* **Goal**
Reproduce all of the material word for word.

* **Source material**
= = = = =
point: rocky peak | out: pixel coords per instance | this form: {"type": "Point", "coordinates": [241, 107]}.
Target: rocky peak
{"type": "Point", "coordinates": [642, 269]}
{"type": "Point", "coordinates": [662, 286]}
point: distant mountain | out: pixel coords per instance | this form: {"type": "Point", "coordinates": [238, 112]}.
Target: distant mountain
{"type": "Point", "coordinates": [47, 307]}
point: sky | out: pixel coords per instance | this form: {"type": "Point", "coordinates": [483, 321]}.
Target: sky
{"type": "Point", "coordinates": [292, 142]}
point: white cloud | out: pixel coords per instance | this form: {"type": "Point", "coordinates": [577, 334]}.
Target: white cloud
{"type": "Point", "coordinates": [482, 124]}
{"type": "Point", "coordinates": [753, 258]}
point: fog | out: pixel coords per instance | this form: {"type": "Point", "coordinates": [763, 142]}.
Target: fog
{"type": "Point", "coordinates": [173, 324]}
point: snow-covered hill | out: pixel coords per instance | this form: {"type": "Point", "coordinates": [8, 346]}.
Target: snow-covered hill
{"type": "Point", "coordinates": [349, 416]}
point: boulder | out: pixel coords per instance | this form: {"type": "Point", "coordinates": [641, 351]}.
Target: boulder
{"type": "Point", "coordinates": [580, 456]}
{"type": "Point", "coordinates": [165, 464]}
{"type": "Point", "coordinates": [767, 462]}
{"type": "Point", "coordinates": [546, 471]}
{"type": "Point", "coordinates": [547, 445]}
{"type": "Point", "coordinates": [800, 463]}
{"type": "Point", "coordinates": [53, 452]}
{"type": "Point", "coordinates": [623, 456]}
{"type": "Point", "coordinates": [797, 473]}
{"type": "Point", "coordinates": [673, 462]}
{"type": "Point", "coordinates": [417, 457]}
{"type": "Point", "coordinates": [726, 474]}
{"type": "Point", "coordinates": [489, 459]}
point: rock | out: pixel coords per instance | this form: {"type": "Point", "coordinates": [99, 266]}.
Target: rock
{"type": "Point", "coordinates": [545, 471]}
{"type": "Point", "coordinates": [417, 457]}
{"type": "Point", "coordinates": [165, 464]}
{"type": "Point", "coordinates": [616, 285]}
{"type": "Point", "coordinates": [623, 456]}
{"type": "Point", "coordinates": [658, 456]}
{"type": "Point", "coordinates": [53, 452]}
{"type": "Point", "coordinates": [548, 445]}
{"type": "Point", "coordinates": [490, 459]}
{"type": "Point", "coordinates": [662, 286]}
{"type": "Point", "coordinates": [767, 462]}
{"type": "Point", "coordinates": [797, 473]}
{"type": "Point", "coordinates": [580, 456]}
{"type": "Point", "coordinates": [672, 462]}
= = = = =
* **Task solution**
point: rocky peak | out: pixel coords per instance | this form: {"type": "Point", "coordinates": [241, 107]}.
Target: rocky peak
{"type": "Point", "coordinates": [642, 269]}
{"type": "Point", "coordinates": [662, 286]}
point: distant mountain | out: pixel coords per instance | this form: {"type": "Point", "coordinates": [238, 112]}.
Target: distant mountain
{"type": "Point", "coordinates": [47, 307]}
point: sky | out: pixel coords per instance | this form: {"type": "Point", "coordinates": [483, 321]}.
Target: sky
{"type": "Point", "coordinates": [292, 142]}
point: white cloud | out: pixel coords per instance | this form: {"type": "Point", "coordinates": [577, 334]}.
Target: white cloud
{"type": "Point", "coordinates": [482, 124]}
{"type": "Point", "coordinates": [753, 258]}
point: fog | out: pixel coords per instance | this form: {"type": "Point", "coordinates": [763, 142]}.
Target: fog
{"type": "Point", "coordinates": [173, 324]}
point: snow-covered hill | out: pixel coords per instance | this form: {"type": "Point", "coordinates": [8, 346]}.
Target: snow-covered hill
{"type": "Point", "coordinates": [349, 416]}
point: boulder | out: pixel coords per instance | this form: {"type": "Point", "coordinates": [641, 351]}.
Target: boulder
{"type": "Point", "coordinates": [580, 456]}
{"type": "Point", "coordinates": [165, 464]}
{"type": "Point", "coordinates": [767, 462]}
{"type": "Point", "coordinates": [546, 471]}
{"type": "Point", "coordinates": [547, 445]}
{"type": "Point", "coordinates": [800, 463]}
{"type": "Point", "coordinates": [53, 452]}
{"type": "Point", "coordinates": [623, 456]}
{"type": "Point", "coordinates": [797, 473]}
{"type": "Point", "coordinates": [673, 462]}
{"type": "Point", "coordinates": [417, 457]}
{"type": "Point", "coordinates": [726, 474]}
{"type": "Point", "coordinates": [489, 459]}
point: rock | out: pixel coords per instance | this form: {"type": "Point", "coordinates": [99, 266]}.
Target: rock
{"type": "Point", "coordinates": [545, 471]}
{"type": "Point", "coordinates": [417, 457]}
{"type": "Point", "coordinates": [165, 464]}
{"type": "Point", "coordinates": [616, 285]}
{"type": "Point", "coordinates": [623, 456]}
{"type": "Point", "coordinates": [658, 456]}
{"type": "Point", "coordinates": [53, 452]}
{"type": "Point", "coordinates": [548, 445]}
{"type": "Point", "coordinates": [490, 459]}
{"type": "Point", "coordinates": [662, 286]}
{"type": "Point", "coordinates": [767, 462]}
{"type": "Point", "coordinates": [797, 473]}
{"type": "Point", "coordinates": [580, 456]}
{"type": "Point", "coordinates": [672, 462]}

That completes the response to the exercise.